→ **EXERCISE DETAILS**
Change "bounding box" to "rectangle" wherever it appears from the start of the material up to and including the line with "45, 151, 511, 173", keeping everything else the same. Return only those lines, without the pictures.

→ **DATA ENTRIES**
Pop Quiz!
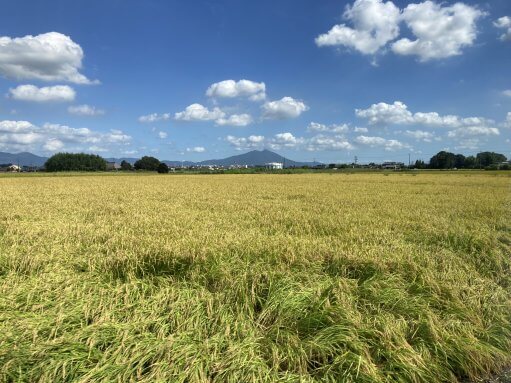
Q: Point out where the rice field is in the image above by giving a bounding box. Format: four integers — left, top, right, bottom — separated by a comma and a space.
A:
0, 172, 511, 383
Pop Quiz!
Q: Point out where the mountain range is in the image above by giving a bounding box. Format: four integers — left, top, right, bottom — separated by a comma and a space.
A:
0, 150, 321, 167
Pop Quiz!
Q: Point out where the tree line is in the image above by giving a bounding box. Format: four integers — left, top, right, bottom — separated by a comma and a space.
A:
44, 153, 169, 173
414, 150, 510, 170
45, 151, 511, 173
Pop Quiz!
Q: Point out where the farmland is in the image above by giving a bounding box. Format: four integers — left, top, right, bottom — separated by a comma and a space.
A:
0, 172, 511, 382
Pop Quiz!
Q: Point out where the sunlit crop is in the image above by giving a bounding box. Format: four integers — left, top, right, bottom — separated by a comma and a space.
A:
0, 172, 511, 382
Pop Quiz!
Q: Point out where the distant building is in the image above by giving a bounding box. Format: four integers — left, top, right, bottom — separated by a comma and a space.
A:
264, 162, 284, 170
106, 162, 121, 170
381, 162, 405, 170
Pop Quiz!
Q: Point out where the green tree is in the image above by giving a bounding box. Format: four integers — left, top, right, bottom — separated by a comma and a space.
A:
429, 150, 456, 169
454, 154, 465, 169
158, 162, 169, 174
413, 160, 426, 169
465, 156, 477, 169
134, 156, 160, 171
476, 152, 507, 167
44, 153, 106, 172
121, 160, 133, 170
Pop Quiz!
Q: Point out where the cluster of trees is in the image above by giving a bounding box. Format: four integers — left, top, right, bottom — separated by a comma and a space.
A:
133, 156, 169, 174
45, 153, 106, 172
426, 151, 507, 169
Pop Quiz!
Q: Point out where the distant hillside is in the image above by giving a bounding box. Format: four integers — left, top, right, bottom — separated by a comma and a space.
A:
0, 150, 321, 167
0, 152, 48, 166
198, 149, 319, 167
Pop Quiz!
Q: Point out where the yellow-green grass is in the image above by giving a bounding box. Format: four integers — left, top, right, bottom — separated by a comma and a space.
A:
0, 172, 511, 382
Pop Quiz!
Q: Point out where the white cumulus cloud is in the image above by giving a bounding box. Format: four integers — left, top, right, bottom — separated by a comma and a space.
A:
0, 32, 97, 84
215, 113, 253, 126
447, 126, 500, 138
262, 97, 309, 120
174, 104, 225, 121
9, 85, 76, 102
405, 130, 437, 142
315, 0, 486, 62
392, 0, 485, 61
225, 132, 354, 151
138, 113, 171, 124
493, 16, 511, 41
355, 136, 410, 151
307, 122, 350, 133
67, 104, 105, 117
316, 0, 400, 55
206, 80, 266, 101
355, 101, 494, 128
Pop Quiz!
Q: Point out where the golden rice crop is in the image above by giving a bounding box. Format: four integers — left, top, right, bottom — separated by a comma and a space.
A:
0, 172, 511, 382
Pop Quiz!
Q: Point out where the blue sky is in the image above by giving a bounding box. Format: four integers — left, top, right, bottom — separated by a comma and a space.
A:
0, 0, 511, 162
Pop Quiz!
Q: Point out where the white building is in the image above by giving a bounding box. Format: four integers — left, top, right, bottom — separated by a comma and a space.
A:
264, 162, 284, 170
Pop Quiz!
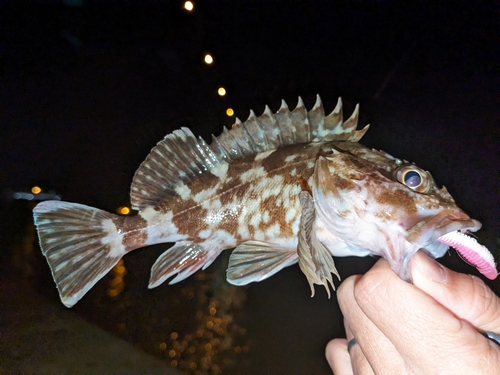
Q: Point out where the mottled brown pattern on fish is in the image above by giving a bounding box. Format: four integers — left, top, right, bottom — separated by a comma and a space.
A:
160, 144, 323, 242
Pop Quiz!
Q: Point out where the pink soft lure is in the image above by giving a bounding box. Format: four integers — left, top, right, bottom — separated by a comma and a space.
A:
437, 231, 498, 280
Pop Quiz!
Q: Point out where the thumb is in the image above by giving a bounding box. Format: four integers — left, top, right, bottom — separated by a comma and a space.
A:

→ **FINAL ANSWER**
Pop Quiz!
Q: Point out where the rice field is in the image above by giving a rectangle. Format: four integers — left, top, right, bottom — separated by a comma and a space.
A:
0, 172, 511, 383
Pop Quiz!
Q: Point out where the mountain range is in the image above by giving a rectangle. Format: four integers — left, top, right, bottom — separated by a comma and a space.
A:
0, 150, 321, 167
Pop Quiz!
Q: Point out where the tree line is in the image above by giving a rectangle. Format: four integers — left, top, right, bottom — separated by a comma and a space.
A:
44, 153, 169, 173
414, 150, 510, 170
45, 151, 511, 173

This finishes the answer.